Text
※

„Zeitpunkte“ der Stadt Innsbruck: Neue Form von Gedenkzeichen enthüllt
Nach einstimmigen Beschlüssen im städtischen Kulturausschuss, Stadtsenat und Gemeinderat lobte im Jänner 2022 die Stadt Innsbruck in Zusammenarbeit mit WEISRAUM. Designforum Tirol einen geladenen Wettbewerb zur Entwicklung eines Gestaltungskonzepts für Gedenkzeichen zur Erinnerung an Menschen aus Innsbruck aus, die zur Zeit der NS-Herrschaft ermordet wurden.
Das Vorarlberger Büro Proxi Design ging mit dem Projekt »Zeitpunkte Innsbruck«, das federführend vom Stadtarchiv/Stadtmuseum Innsbruck (Lukas Morscher, Niko Hofinger) organisiert wurde, als Sieger hervor. Am 27. Jänner 2024 – dem Internationalen Tag des Gedenkens an die Opfer des Nationalsozialismus – fand die offizielle Eröffnung mit Landeshauptmann Anton Mattle und Bürgermeister Georg Willi statt.

※

Aufgaben
1 – Übersetze aus dem Text über die Innsbrucker Gedenkzeichen diesen Satz ins Englische: „Am 27. Jänner 2024 – dem Internationalen Tag des Gedenkens an die Opfer des Nationalsozialismus – fand die offizielle Eröffnung mit Landeshauptmann Anton Mattle und Bürgermeister Georg Willi statt.“
2 – Ändere den Text über die Gedenkzeichen von „Das Vorarlberger Büro“ bis einschließlich „Georg Willi statt.“ so ab, dass „Sieger“ durch „Gewinner“ ersetzt ist.

Die Daten
※

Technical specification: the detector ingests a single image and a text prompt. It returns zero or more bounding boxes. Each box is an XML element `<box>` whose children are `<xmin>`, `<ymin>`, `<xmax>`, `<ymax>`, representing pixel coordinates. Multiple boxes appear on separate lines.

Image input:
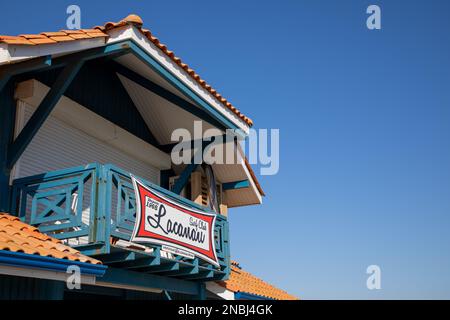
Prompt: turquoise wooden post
<box><xmin>0</xmin><ymin>81</ymin><xmax>16</xmax><ymax>212</ymax></box>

※

Lösungen
1 – On January 27, 2024, the International Day of Commemoration in Memory of the Victims of National Socialism, the official opening took place with Governor Anton Mattle and Mayor Georg Willi.

2 –
Das Vorarlberger Büro Proxi Design ging mit dem Projekt »Zeitpunkte Innsbruck«, das federführend vom Stadtarchiv/Stadtmuseum Innsbruck (Lukas Morscher, Niko Hofinger) organisiert wurde, als Gewinner hervor. Am 27. Jänner 2024 – dem Internationalen Tag des Gedenkens an die Opfer des Nationalsozialismus – fand die offizielle Eröffnung mit Landeshauptmann Anton Mattle und Bürgermeister Georg Willi statt.